## EXERCISE 1:
Show every line of the records below that contains the string "door", copying each such line in full. Case counts.

## QUOTED PASSAGE:
-- BEGIN --
Most readers know Cheryl Strayed as the author of the mega-bestseller Wild, her memoir of hiking more than a thousand miles on the Pacific Coast Trail alone, which was later made into a movie featuring Reese Witherspoon. Strayed is also the kind and compassionate voice behind "Dear Sugar," an advice column that addresses life's big questions. Lately, she's also been writing fiction.

In her Amazon Original Story, The Telling, Strayed tells the story of a woman coming to terms with the baby she gave up for adoption. The story is part of a larger series called Out of Line that Amazon Original Stories describes as "an incisive collection of funny, enraging, and hopeful stories of women’s empowerment and escape."
-- END --
## MATERIAL SHOWN:
-- BEGIN --
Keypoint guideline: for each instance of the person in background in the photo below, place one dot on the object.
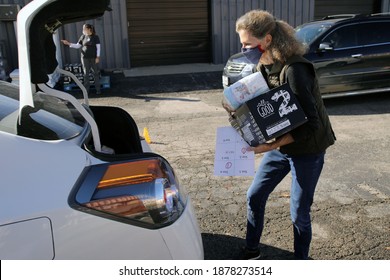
(302, 150)
(89, 43)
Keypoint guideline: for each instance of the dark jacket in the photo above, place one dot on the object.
(316, 135)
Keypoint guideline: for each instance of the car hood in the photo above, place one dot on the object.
(36, 23)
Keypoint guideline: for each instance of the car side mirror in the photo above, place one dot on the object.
(325, 47)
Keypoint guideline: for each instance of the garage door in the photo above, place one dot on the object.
(334, 7)
(164, 32)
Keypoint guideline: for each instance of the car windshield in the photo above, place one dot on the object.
(307, 33)
(50, 119)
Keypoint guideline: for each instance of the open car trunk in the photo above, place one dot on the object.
(117, 130)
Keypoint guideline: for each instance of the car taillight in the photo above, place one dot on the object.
(144, 192)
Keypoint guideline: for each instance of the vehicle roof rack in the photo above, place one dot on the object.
(340, 16)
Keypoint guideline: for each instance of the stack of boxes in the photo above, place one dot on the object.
(77, 70)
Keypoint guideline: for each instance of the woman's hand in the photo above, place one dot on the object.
(262, 148)
(266, 147)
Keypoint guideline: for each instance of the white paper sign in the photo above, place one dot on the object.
(231, 155)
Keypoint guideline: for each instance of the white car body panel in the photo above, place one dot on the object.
(38, 176)
(22, 238)
(76, 235)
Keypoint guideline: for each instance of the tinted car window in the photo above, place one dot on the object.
(372, 33)
(308, 33)
(50, 119)
(343, 37)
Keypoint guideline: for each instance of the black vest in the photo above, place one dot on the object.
(322, 137)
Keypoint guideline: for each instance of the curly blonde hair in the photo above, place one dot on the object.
(284, 43)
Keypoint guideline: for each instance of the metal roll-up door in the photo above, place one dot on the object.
(334, 7)
(167, 32)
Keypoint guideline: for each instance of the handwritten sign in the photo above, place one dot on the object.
(231, 155)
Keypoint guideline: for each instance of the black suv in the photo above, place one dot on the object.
(350, 52)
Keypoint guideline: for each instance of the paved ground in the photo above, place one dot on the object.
(351, 212)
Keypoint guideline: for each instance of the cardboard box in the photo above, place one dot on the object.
(268, 116)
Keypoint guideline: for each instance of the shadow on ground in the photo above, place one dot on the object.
(224, 247)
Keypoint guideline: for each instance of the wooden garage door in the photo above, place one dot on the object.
(334, 7)
(166, 32)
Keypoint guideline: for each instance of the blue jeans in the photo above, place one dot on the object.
(88, 65)
(305, 171)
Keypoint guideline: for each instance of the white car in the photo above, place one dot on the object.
(77, 181)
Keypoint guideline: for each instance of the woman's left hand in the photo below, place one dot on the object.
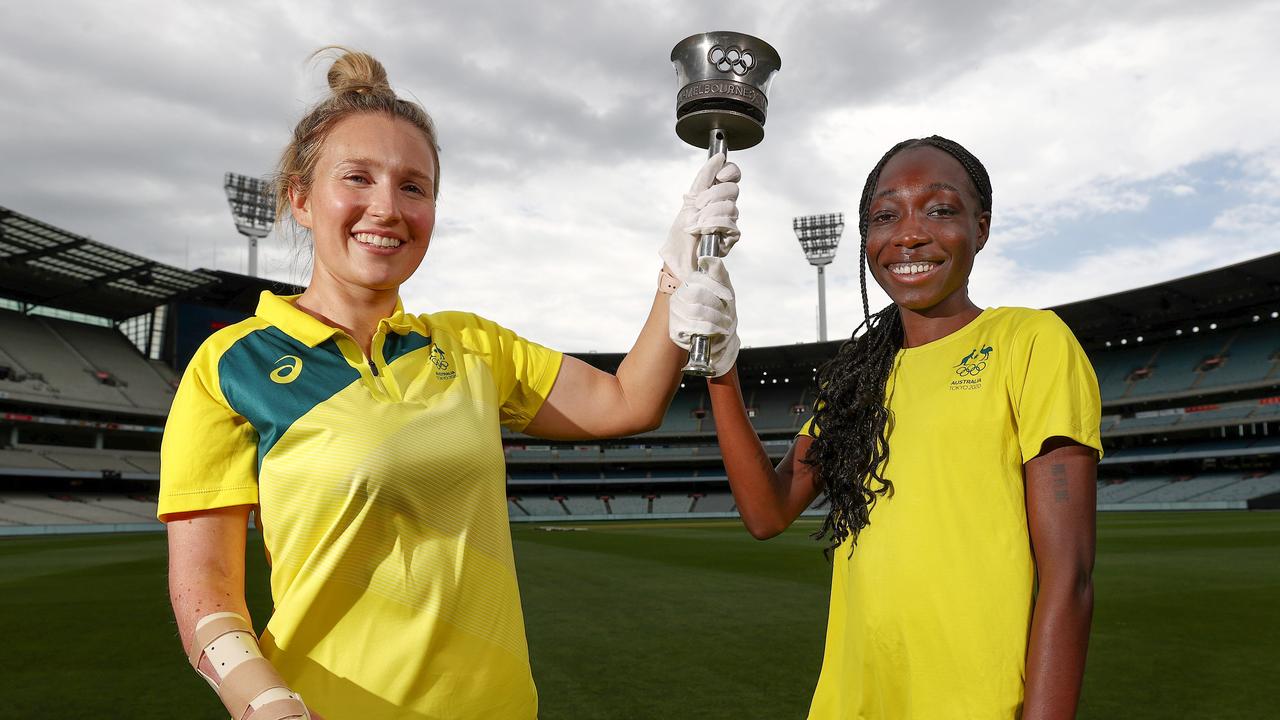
-- END --
## EXERCISE 2:
Duplicate the whole passage about Cheryl Strayed above, word for word.

## TASK OUTPUT 1:
Keypoint guideline: for each instance of the garage door in the photo above, place one dot on the object.
Keypoint guideline: for each instance of the metal roll-up door in the photo above, place one dot on the object.
Keypoint guideline: for each instance of the wooden garage door in the photo above, place one dot on the object.

## TASK OUTPUT 2:
Most readers know Cheryl Strayed as the author of the mega-bestseller Wild, her memoir of hiking more than a thousand miles on the Pacific Coast Trail alone, which was later made into a movie featuring Reese Witherspoon. Strayed is also the kind and compassionate voice behind "Dear Sugar," an advice column that addresses life's big questions. Lately, she's also been writing fiction.

In her Amazon Original Story, The Telling, Strayed tells the story of a woman coming to terms with the baby she gave up for adoption. The story is part of a larger series called Out of Line that Amazon Original Stories describes as "an incisive collection of funny, enraging, and hopeful stories of women’s empowerment and escape."